_PROBLEM TO SOLVE_
Take the data from its first line. Print each line exactly until the line containing "[segment] white ceiling" has been printed too.

(Segmentation mask data)
=====
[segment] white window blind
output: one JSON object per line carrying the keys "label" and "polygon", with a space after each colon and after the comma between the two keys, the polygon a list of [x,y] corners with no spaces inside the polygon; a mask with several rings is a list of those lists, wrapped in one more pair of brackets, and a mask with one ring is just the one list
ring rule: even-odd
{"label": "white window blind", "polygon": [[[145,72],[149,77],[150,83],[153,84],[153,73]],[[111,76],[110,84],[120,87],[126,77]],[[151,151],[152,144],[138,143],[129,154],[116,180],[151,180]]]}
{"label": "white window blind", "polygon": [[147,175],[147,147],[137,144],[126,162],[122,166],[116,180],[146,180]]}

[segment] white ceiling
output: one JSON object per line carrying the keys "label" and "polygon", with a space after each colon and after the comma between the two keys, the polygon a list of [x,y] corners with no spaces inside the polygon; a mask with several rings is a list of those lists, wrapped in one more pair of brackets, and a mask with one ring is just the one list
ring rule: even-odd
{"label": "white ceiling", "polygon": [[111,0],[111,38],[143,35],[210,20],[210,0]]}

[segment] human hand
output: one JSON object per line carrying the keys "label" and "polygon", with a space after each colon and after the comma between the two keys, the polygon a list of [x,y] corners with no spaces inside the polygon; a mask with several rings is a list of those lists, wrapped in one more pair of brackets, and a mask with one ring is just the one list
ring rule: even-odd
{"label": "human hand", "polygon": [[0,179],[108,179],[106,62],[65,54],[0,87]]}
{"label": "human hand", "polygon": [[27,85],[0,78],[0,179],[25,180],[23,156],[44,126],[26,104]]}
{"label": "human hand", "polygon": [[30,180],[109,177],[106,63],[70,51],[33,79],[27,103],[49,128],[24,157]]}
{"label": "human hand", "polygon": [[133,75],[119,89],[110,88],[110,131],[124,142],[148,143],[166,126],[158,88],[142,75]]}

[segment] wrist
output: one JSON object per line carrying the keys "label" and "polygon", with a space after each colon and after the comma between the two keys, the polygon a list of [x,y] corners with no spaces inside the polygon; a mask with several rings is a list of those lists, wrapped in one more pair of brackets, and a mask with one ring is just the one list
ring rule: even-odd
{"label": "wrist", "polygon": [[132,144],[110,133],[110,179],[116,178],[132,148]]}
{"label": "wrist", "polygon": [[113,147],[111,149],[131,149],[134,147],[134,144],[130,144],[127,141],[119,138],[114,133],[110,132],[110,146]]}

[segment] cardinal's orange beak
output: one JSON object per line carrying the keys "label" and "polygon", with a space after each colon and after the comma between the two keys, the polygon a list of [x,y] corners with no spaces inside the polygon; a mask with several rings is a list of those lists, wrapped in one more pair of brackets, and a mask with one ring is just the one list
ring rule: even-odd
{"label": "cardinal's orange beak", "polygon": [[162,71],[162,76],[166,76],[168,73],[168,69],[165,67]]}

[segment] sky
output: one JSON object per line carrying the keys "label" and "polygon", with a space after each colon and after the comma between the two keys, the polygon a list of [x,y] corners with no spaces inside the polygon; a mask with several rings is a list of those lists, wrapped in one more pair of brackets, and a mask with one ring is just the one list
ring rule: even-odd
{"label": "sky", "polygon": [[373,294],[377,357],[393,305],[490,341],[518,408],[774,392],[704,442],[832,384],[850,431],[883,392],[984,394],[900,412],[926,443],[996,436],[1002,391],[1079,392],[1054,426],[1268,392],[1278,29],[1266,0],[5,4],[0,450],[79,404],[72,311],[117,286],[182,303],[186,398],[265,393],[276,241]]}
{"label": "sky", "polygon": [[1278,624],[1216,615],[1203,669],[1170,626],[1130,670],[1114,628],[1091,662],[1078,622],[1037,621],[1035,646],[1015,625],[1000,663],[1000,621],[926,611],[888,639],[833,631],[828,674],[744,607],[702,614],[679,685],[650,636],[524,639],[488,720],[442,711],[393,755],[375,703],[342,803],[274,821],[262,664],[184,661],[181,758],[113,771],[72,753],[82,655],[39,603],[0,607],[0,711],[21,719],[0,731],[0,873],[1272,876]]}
=====
_RESPONSE FOR THIS EXERCISE_
[segment] white window blind
output: one JSON object per line carrying the keys "label" and "polygon", with a space after each colon and after the comma between the two keys, the polygon a list of [x,y] corners with no spaces inside the polygon; a mask with several rings is a list of those lists, wrapped in one more pair of brackets, and a mask with one ring is just the one list
ring rule: even-odd
{"label": "white window blind", "polygon": [[[145,72],[149,77],[150,83],[153,84],[153,73]],[[111,76],[110,84],[120,87],[126,77]],[[151,151],[152,144],[138,143],[129,154],[116,180],[151,180]]]}
{"label": "white window blind", "polygon": [[147,175],[147,147],[137,144],[126,162],[122,166],[116,180],[146,180]]}

[segment] white ceiling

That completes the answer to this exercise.